▸ Given text
I bought one on eBay yesterday for $119 after looking for one for over a year.


----------



## Indiglo92 (Apr 15, 2015)

Sambation said:


> On aftermarket rivet bracelet
> 
> View attachment 15052965


Were did you get the bracelet? I'd like to get one to match my Black Bay 58.


----------



## Sambation (Apr 6, 2013)

Indiglo92 said:


> Were did you get the bracelet? I'd like to get one to match my Black Bay 58.


Search for OYSTER WATCH BAND RIVETTED FOR TUDOR SUBMARINER WATCH 20MM STAINLESS ST BRACELET

on ebay


----------



## DEV1ST8R (Sep 8, 2019)

Dang! I paid $200 for a used one earlier this year. Enjoy fellas!


----------



## Indiglo92 (Apr 15, 2015)

Sambation said:


> Search for OYSTER WATCH BAND RIVETTED FOR TUDOR SUBMARINER WATCH 20MM STAINLESS ST BRACELET
> 
> on ebay


Thanks man!

All the 31290 models on eBay and Amazon are coming from Invicta ADs in Sugarland Texas(and one next door in Houston) so maybe it is just some new old stock and not a reissue. Most of them are sold out now.


----------



## Indiglo92 (Apr 15, 2015)

Getting mine tomorrow.


----------



## Indiglo92 (Apr 15, 2015)

Looks like the European version comes in a bigger box.


----------



## Missouri (Apr 4, 2021)

Mine came in the same size box my 8926ob came in


----------



## Indiglo92 (Apr 15, 2015)

Missouri said:


> Mine came in the same size box my 8926ob came in


Mine too. I got it today. I think it is pretty awesome. The dealer selling them on Amazon raised the price to $148 but there are still some on eBay for $119.


----------



## Missouri (Apr 4, 2021)

This thing loves all straps.


----------



## RobertNJ (Mar 29, 2021)

Love this design. Just purchased my 2nd Invicta 1953 Pro Diver 31290 which I plan to keep unused and in its original box. Expect to receive it by this Saturday. This Invicta automatic Pro Diver may be their best yet.


----------



## morrison2951 (Apr 14, 2008)

Indiglo92 said:


> Thanks man!
> 
> All the 31290 models on eBay and Amazon are coming from Invicta ADs in Sugarland Texas(and one next door in Houston) so maybe it is just some new old stock and not a reissue. Most of them are sold out now.


Interesting that the 31290 is only available in Texas on the bay. Never came back in stock to date at either the Invicta Stores site or ShopHQ.


----------



## morrison2951 (Apr 14, 2008)

RobertNJ said:


> Love this design. Just purchased my 2nd Invicta 1953 Pro Diver 31290 which I plan to keep unused and in its original box. Expect to receive it by this Saturday. This Invicta automatic Pro Diver may be their best yet.


I've got a few of them myself in different color bezel inserts. They all see wrist time.


----------



## Indiglo92 (Apr 15, 2015)

RobertNJ said:


> Love this design. Just purchased my 2nd Invicta 1953 Pro Diver 31290 which I plan to keep unused and in its original box. Expect to receive it by this Saturday. This Invicta automatic Pro Diver may be their best yet.

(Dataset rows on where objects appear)
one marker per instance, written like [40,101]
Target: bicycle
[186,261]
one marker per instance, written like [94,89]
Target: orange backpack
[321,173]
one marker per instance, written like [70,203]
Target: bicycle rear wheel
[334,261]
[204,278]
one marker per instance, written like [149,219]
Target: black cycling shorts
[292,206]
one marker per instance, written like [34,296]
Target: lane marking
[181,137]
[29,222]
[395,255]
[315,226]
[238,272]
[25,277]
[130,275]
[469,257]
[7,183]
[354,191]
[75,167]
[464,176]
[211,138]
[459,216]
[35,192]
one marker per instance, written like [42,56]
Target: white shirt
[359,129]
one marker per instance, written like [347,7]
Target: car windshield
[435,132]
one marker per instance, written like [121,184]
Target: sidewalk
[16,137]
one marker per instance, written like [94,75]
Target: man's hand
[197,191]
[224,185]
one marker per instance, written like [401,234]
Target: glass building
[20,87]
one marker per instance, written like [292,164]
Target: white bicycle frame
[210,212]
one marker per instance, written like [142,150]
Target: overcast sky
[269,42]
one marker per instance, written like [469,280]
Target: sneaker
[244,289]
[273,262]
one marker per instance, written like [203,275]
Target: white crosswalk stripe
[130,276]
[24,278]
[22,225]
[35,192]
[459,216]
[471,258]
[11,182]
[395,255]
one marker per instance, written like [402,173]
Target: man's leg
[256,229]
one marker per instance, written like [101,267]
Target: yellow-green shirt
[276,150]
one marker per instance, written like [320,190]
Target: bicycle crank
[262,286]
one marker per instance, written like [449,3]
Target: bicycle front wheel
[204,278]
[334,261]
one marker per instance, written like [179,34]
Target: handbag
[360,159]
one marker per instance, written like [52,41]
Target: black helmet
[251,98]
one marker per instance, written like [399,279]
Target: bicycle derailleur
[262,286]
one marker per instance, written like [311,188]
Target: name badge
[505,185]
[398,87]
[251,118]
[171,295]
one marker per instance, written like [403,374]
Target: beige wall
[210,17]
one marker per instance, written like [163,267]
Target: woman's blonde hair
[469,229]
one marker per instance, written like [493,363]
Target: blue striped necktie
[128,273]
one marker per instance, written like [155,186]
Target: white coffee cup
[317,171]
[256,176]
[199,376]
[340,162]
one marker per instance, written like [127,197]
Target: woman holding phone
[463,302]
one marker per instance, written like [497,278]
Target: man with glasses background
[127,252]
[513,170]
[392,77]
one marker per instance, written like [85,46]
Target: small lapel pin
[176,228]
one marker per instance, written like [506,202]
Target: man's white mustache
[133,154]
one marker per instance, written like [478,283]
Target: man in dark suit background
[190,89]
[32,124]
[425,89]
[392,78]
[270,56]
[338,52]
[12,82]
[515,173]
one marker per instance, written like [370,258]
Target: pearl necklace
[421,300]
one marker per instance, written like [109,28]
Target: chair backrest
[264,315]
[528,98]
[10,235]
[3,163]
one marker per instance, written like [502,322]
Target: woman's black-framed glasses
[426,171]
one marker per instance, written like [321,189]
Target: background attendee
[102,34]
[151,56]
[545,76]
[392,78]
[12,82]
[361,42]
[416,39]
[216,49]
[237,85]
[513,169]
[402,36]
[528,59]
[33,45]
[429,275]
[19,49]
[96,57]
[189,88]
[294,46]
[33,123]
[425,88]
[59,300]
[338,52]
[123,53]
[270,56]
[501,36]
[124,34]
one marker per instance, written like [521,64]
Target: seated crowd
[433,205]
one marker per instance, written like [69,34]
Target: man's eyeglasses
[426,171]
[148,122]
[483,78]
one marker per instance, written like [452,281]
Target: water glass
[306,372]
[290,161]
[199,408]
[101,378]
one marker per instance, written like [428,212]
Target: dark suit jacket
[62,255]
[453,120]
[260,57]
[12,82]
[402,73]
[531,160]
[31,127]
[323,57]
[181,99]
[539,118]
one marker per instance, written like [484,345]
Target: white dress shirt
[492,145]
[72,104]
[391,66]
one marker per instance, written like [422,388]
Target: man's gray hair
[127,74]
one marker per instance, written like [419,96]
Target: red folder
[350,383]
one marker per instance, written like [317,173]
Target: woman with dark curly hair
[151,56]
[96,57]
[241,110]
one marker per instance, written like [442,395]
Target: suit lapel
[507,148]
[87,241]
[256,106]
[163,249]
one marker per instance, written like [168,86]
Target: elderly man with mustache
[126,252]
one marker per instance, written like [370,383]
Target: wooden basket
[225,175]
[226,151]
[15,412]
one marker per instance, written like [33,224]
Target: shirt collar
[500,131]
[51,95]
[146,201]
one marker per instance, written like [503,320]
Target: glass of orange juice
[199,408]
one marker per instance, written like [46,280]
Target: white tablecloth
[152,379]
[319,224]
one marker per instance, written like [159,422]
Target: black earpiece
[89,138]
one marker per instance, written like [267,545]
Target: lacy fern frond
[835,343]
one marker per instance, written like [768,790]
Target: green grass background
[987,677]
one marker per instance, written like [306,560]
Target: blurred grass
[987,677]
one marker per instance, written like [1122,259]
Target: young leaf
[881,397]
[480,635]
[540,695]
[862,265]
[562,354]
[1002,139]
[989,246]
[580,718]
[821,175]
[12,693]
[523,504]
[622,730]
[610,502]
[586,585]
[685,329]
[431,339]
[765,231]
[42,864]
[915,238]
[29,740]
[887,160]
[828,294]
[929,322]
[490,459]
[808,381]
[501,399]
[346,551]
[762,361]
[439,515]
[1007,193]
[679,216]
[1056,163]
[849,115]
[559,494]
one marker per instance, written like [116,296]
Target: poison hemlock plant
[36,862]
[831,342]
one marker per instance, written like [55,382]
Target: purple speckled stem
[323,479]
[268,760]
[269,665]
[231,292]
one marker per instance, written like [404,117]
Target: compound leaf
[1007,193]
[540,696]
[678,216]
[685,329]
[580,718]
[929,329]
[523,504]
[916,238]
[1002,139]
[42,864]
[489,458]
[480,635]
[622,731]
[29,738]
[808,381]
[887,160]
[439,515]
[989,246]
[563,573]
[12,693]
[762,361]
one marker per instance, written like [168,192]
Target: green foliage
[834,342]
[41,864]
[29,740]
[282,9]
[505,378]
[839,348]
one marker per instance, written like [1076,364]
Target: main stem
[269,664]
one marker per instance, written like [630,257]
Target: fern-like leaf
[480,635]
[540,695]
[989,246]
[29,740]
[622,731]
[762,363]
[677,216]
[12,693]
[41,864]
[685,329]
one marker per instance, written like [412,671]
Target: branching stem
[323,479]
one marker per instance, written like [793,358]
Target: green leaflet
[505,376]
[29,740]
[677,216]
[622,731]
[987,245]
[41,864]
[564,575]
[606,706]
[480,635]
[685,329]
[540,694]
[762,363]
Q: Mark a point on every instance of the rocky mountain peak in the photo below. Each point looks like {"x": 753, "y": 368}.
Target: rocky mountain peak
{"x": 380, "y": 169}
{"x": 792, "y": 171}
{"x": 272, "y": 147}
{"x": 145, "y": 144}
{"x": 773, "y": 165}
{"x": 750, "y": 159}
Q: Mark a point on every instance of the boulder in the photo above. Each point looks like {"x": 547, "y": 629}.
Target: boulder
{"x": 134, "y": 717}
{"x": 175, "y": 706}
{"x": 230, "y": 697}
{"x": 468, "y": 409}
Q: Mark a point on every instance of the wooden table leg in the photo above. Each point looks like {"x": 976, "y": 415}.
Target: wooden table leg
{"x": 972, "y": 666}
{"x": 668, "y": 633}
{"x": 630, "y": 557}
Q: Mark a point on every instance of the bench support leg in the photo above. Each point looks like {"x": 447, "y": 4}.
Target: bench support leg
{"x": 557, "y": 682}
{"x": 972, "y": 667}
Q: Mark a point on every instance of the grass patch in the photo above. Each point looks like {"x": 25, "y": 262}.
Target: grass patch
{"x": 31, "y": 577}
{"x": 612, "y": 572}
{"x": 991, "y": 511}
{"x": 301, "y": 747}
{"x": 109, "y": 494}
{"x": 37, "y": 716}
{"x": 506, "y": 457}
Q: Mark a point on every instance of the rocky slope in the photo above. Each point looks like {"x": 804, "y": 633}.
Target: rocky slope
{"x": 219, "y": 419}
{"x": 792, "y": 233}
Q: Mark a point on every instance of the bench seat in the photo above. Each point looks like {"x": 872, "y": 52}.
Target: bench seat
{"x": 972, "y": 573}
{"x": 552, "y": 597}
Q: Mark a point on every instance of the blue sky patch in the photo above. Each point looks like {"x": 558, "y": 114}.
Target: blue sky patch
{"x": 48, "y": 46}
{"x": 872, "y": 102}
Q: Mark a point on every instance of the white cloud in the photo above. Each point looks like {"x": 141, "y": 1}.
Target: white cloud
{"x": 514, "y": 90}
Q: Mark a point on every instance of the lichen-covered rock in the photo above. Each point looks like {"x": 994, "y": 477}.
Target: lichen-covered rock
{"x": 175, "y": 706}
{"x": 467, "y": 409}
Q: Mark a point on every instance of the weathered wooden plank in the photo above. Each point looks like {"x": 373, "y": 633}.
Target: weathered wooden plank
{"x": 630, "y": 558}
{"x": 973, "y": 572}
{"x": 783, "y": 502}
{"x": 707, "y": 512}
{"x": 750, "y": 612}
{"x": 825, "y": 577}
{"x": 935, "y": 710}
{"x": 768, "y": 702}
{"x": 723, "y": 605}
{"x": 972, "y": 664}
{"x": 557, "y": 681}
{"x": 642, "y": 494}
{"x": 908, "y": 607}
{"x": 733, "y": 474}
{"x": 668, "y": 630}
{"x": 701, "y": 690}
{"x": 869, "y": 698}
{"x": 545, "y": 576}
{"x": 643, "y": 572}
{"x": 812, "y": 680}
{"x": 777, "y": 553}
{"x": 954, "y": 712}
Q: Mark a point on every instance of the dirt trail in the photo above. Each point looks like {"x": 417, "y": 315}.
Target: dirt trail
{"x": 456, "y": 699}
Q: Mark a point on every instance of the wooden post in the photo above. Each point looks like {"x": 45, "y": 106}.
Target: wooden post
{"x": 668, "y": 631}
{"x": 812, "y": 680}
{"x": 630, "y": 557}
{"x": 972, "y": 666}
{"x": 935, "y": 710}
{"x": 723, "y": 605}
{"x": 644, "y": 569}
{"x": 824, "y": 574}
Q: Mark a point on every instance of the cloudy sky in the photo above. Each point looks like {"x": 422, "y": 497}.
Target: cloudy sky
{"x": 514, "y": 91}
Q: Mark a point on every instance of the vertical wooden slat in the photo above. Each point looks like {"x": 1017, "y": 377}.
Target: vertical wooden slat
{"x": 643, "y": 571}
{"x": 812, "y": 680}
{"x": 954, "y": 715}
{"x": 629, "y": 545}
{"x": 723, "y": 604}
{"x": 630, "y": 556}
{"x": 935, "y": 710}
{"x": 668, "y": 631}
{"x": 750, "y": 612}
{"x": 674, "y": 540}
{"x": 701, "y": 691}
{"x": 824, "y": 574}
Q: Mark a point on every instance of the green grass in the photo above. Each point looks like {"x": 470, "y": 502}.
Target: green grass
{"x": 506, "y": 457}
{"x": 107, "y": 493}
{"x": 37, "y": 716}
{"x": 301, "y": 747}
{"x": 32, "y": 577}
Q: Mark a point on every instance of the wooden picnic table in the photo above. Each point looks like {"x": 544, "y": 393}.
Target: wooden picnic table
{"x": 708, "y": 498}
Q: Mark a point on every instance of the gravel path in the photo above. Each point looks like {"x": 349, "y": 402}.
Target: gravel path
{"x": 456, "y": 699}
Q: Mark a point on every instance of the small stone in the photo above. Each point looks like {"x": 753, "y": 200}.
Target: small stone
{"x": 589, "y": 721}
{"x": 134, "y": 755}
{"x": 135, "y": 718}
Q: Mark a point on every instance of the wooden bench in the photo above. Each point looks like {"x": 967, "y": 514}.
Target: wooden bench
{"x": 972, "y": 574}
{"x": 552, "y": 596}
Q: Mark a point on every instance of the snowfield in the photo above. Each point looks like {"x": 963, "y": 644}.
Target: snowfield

▸ Tasks and exercises
- a) In the watch forum thread, what price did the dealer selling on Amazon raise the watch to?
- b) Which lines of the records contain the string "picnic"? Return each of them, treating uppercase and lowercase as different.
The forum thread and the records have no connection to each other.

▸ Results for the exercise
- a) $148

- b)
Q: Mark a point on every instance of the wooden picnic table in the photo above. Each point looks like {"x": 544, "y": 393}.
Target: wooden picnic table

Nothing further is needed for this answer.